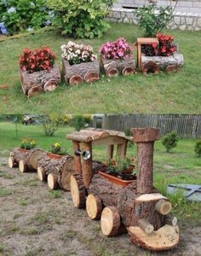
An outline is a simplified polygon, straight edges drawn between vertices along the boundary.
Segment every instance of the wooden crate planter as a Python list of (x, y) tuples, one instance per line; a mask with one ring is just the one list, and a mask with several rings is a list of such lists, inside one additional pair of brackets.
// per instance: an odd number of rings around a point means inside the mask
[(56, 64), (49, 70), (43, 70), (29, 73), (20, 70), (21, 88), (29, 97), (42, 91), (53, 91), (60, 82), (60, 73)]
[[(67, 136), (73, 148), (80, 152), (74, 158), (74, 168), (79, 173), (71, 177), (72, 201), (78, 208), (86, 206), (89, 218), (100, 218), (105, 236), (128, 231), (135, 245), (152, 251), (168, 250), (179, 243), (179, 229), (176, 218), (169, 214), (170, 202), (152, 186), (153, 144), (159, 138), (159, 130), (135, 128), (132, 134), (137, 143), (137, 178), (125, 187), (94, 172), (92, 146), (106, 145), (106, 154), (112, 157), (113, 146), (118, 145), (118, 155), (123, 157), (130, 138), (118, 131), (93, 128)], [(89, 158), (82, 157), (84, 150), (90, 151)]]
[(108, 77), (117, 77), (119, 74), (126, 76), (136, 73), (134, 57), (125, 60), (106, 60), (100, 56), (100, 61), (101, 67)]
[(63, 74), (65, 81), (70, 84), (78, 84), (83, 82), (94, 83), (100, 79), (100, 65), (98, 61), (70, 65), (63, 59)]

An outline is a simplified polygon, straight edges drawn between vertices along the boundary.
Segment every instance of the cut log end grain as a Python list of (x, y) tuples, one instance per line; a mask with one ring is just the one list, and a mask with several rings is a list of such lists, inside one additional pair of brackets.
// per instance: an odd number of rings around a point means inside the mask
[(78, 85), (83, 82), (83, 79), (79, 75), (73, 75), (69, 79), (68, 84), (70, 85)]
[(26, 172), (27, 171), (27, 166), (26, 164), (26, 161), (20, 160), (20, 162), (19, 162), (19, 170), (21, 172)]
[(47, 181), (47, 176), (45, 175), (43, 168), (41, 166), (37, 167), (37, 177), (42, 182)]
[(125, 67), (122, 71), (123, 76), (131, 76), (135, 73), (136, 73), (135, 69), (131, 67)]
[(146, 234), (140, 227), (129, 227), (130, 241), (135, 245), (151, 251), (168, 250), (179, 243), (178, 226), (164, 225), (151, 235)]
[(71, 176), (71, 194), (74, 206), (77, 208), (83, 208), (85, 207), (86, 191), (83, 177), (79, 174)]
[(165, 71), (168, 74), (171, 73), (175, 73), (178, 70), (178, 66), (177, 65), (169, 65)]
[(103, 209), (100, 218), (102, 233), (106, 236), (118, 235), (121, 221), (118, 208), (106, 207)]
[(145, 63), (145, 65), (142, 67), (142, 73), (147, 74), (147, 73), (152, 73), (152, 74), (158, 74), (160, 72), (160, 67), (154, 61), (147, 61)]
[(161, 199), (156, 203), (155, 209), (162, 215), (167, 215), (172, 209), (172, 205), (169, 201)]
[(106, 76), (109, 78), (118, 77), (118, 71), (117, 68), (109, 68), (106, 71)]
[(27, 96), (28, 96), (28, 98), (30, 98), (33, 96), (41, 94), (42, 91), (43, 91), (43, 89), (41, 86), (39, 86), (39, 85), (32, 86), (31, 89), (29, 89)]
[(48, 185), (50, 189), (56, 189), (59, 187), (57, 177), (52, 173), (48, 175)]
[(153, 231), (153, 225), (152, 225), (146, 219), (141, 218), (138, 221), (138, 225), (146, 234), (151, 234)]
[(14, 168), (14, 159), (13, 156), (10, 156), (9, 158), (9, 168)]
[(44, 91), (54, 91), (59, 86), (57, 81), (55, 79), (50, 79), (47, 83), (44, 84)]
[(86, 200), (87, 214), (91, 219), (100, 219), (102, 202), (98, 195), (89, 195)]
[(87, 83), (95, 83), (100, 79), (99, 73), (87, 73), (83, 78)]

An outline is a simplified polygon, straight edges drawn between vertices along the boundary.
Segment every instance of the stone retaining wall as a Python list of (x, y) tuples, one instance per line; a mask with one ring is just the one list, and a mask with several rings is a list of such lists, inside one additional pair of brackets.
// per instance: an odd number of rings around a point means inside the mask
[[(107, 20), (114, 22), (133, 23), (137, 25), (134, 9), (113, 8), (107, 16)], [(201, 14), (175, 12), (174, 19), (168, 27), (180, 30), (201, 30)]]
--------------------------------
WHAT TO DO
Can you reproduce all of the material above word for word, leaving out the pictures?

TASK OUTPUT
An outline is a simplified polygon, straight edges drawn between vertices along the boundary.
Segment every instance of the wooden crate planter as a Python list of (x, y) tuples, one instance per line; a mask with one ring is just the one list, and a mask with several rings is a list of such lists, inside one additional pair of brackets.
// per instance: an odd number of rings around a point means inside the mask
[(56, 64), (49, 70), (43, 70), (29, 73), (20, 70), (21, 88), (29, 97), (42, 91), (53, 91), (60, 82), (60, 73)]
[[(67, 136), (73, 148), (80, 152), (74, 158), (74, 168), (79, 173), (71, 177), (72, 201), (78, 208), (86, 206), (89, 218), (100, 218), (105, 236), (128, 231), (135, 245), (152, 251), (168, 250), (179, 243), (179, 229), (176, 218), (169, 214), (170, 202), (152, 186), (153, 144), (159, 138), (159, 130), (135, 128), (132, 134), (137, 143), (137, 178), (125, 187), (94, 172), (92, 146), (106, 145), (106, 154), (112, 157), (113, 146), (118, 145), (118, 155), (123, 157), (130, 138), (118, 131), (93, 128)], [(89, 158), (82, 157), (84, 150), (90, 151)]]
[(108, 77), (117, 77), (119, 74), (126, 76), (136, 73), (134, 57), (125, 60), (106, 60), (100, 56), (100, 61), (101, 67)]
[(63, 74), (65, 81), (70, 84), (78, 84), (83, 82), (94, 83), (100, 79), (100, 65), (98, 61), (70, 65), (63, 59)]

An outline is a simplified polygon, straight edges drawn between vertices along the boundary.
Segment every instance of the cut log end grain as a Python list of (x, y) tuples, one instance per line; a mask with one ring is just the one list, and a mask with several rings is a list of such lists, inside one additional pair of brackets.
// per instance: an odd number of rings around a point means inside the mask
[(78, 85), (83, 82), (83, 79), (79, 75), (73, 75), (69, 79), (68, 84), (70, 85)]
[(26, 172), (27, 171), (27, 166), (26, 164), (26, 161), (20, 160), (20, 162), (19, 162), (19, 170), (21, 172)]
[(47, 181), (47, 176), (45, 175), (43, 168), (41, 166), (37, 167), (37, 177), (42, 182)]
[(125, 67), (122, 71), (123, 76), (131, 76), (135, 73), (136, 73), (135, 69), (131, 67)]
[(146, 234), (140, 227), (129, 227), (130, 241), (135, 245), (151, 251), (168, 250), (179, 243), (178, 226), (164, 225), (151, 235)]
[(71, 176), (71, 194), (74, 206), (77, 208), (83, 208), (85, 207), (86, 191), (83, 177), (79, 174)]
[(165, 71), (168, 74), (171, 73), (175, 73), (178, 70), (178, 66), (177, 65), (169, 65)]
[(103, 209), (100, 218), (102, 233), (106, 236), (118, 235), (121, 221), (118, 208), (106, 207)]
[(145, 63), (145, 65), (142, 67), (142, 73), (147, 74), (147, 73), (152, 73), (152, 74), (158, 74), (160, 72), (160, 67), (154, 61), (147, 61)]
[(161, 199), (156, 203), (155, 209), (162, 215), (167, 215), (172, 209), (172, 205), (169, 201)]
[(106, 76), (109, 78), (118, 77), (118, 71), (117, 68), (109, 68), (106, 71)]
[(27, 96), (28, 96), (28, 98), (30, 98), (33, 96), (41, 94), (42, 91), (43, 91), (43, 89), (41, 86), (39, 86), (39, 85), (32, 86), (31, 89), (29, 89)]
[(48, 185), (50, 189), (56, 189), (59, 187), (57, 177), (52, 173), (48, 175)]
[(153, 231), (153, 225), (152, 225), (146, 219), (141, 218), (138, 221), (138, 225), (146, 234), (151, 234)]
[(14, 168), (14, 159), (13, 156), (10, 156), (9, 158), (9, 168)]
[(44, 91), (54, 91), (59, 86), (57, 81), (55, 79), (50, 79), (47, 83), (44, 84)]
[(86, 200), (87, 214), (91, 219), (100, 219), (102, 202), (98, 195), (89, 195)]
[(87, 83), (95, 83), (100, 79), (99, 73), (87, 73), (83, 78)]

An outline is a simplified polygon, straight edges drawn between vertices along the boundary.
Segment every instance of the stone retaining wall as a Python list of (x, y) tuples, one instance per line; a mask with one ring is just the one list, and a mask with several rings is a list of such lists, inside one additional pair of brackets.
// per instance: an odd number of rings around a point means inside the mask
[[(107, 20), (114, 22), (133, 23), (137, 25), (134, 9), (113, 8), (107, 16)], [(201, 14), (175, 12), (174, 19), (168, 27), (180, 30), (201, 30)]]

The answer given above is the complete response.